**Desafio A:** Reproduza sem mudar nada o trecho do artigo sobre a posse de Bolsonaro que começa em "Por alguma razão, o" e termina em "chamadas fake news.".
**Desafio B:** Dê sequência ao artigo sobre a posse de Bolsonaro, escrevendo a partir da última frase que aparece nele.

Opinião
O regime do golpe empossou o da tirania
Por José Reinaldo Carvalho (*)
A posse de Jair Bolsonaro na Presidência da República mereceu um ruidoso consenso por parte da mídia empresarial e das lideranças conservadoras do mundo político e econômico-financeiro.
Por alguma razão, o ato de investidura no mais alto cargo do país de um político tão desafeto da democracia é designado como “festa da democracia”.
Atribuir caráter democrático ao novo regime e propagar que a democracia lhe deu posse é mais uma dessas falsificações que fazem parte da época das chamadas fake news.
Bolsonaro foi eleito e assume a chefia do Estado e do Governo nos marcos de um golpe de Estado, em que a estabilidade democrática do país foi rompida, resultando no impeachment da presidenta legitimamente eleita, na prisão sem motivos, sob falsa acusação, do maior líder popular do país e na proibição de sua candidatura.
O consenso sobre a “posse democrática” tem sua razão de ser na unidade programática das classes dominantes em torno dos principais pontos da agenda do novo governo: as reformas antissociais, a orientação econômica ultraliberal, o combate às forças de esquerda e o realinhamento internacional do Brasil.
Tudo devidamente encoberto sob juras de respeito à Constituição e à democracia, sendo uma um livro que se pode rasgar sob o impacto de emendas que desnaturam o seu espírito, e a outra um conceito impreciso e vago instrumentalizado segundo as conveniências do governo de turno.
No palavreado tosco do presidente da República, pronunciado em má dicção, busca-se esconder as suas reais intenções sob os bordões que fizeram a glória de sua campanha eleitoral: o “combate” à corrupção e à criminalidade, a “valorização” da família, a formação do Ministério “sem viés político”, a “ruptura” com práticas nefastas, o “direito de defesa” das pessoas e da polícia, e outras expressões que com o tempo se revelarão inócuas platitudes.
São expressões e gestos, tal como a pantomima do discurso em Libras, que se destinam a distrair o público e a revolver os porões do reacionarismo há tempos recalcado. Farão parte da propaganda governamental, serão o substrato do “Ame-o ou deixe-o” do século 21, enquanto a dura realidade dos problemas econômico-sociais e dos conflitos políticos não se impuser. Não tardará a surgir a simbologia do salvador da pátria e da mãezinha protetora de desvalidos, um culto à personalidade mesclando energia e bondade, enquanto os encarregados da economia, da polícia e da segurança – institucional ou não – derem curso a inomináveis crueldades.

[Registros de origem]
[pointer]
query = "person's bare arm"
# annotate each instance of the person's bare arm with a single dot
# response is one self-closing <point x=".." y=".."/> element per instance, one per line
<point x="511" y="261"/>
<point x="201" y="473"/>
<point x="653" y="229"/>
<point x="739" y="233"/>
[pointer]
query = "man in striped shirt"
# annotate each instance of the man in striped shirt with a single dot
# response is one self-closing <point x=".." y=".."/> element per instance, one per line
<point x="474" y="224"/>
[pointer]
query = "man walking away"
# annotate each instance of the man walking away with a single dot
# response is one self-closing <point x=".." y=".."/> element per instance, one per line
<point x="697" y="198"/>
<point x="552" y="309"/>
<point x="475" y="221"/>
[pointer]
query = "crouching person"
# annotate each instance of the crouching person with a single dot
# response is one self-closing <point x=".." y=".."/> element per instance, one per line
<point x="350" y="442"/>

**Resposta esperada A:**
Por alguma razão, o ato de investidura no mais alto cargo do país de um político tão desafeto da democracia é designado como “festa da democracia”.
Atribuir caráter democrático ao novo regime e propagar que a democracia lhe deu posse é mais uma dessas falsificações que fazem parte da época das chamadas fake news.

**Resposta esperada B:**
Foi o sinal emitido por algumas cenas da cerimônia de Primeiro de Janeiro. A preparação meticulosa do ambiente contou com um ameaçador aparato militar, gestos patéticos e até mesmo uma “quebra do protocolo”. O discurso em Libras da primeira-dama fez parte do roteiro traçado, mas não só. A exibição de força das três armas e a demonstração de afeto na aparição da primeira-dama são signos que apontam para o “novo” estilo de governar. O regime tirânico vai combinar demonstrações de força com mensagens melífluas.
A verdadeira face da tirania aparece quando o presidente ataca os que ele considera “inimigos da pátria, da ordem e da liberdade”, ou proclama o fim do “socialismo”, do “politicamente correto”, da “ideologia de gênero”, da submissão às ideologias” e da vigência das “tradições judaico-cristãs”. E quando jura derramar sangue para defender as cores da bandeira.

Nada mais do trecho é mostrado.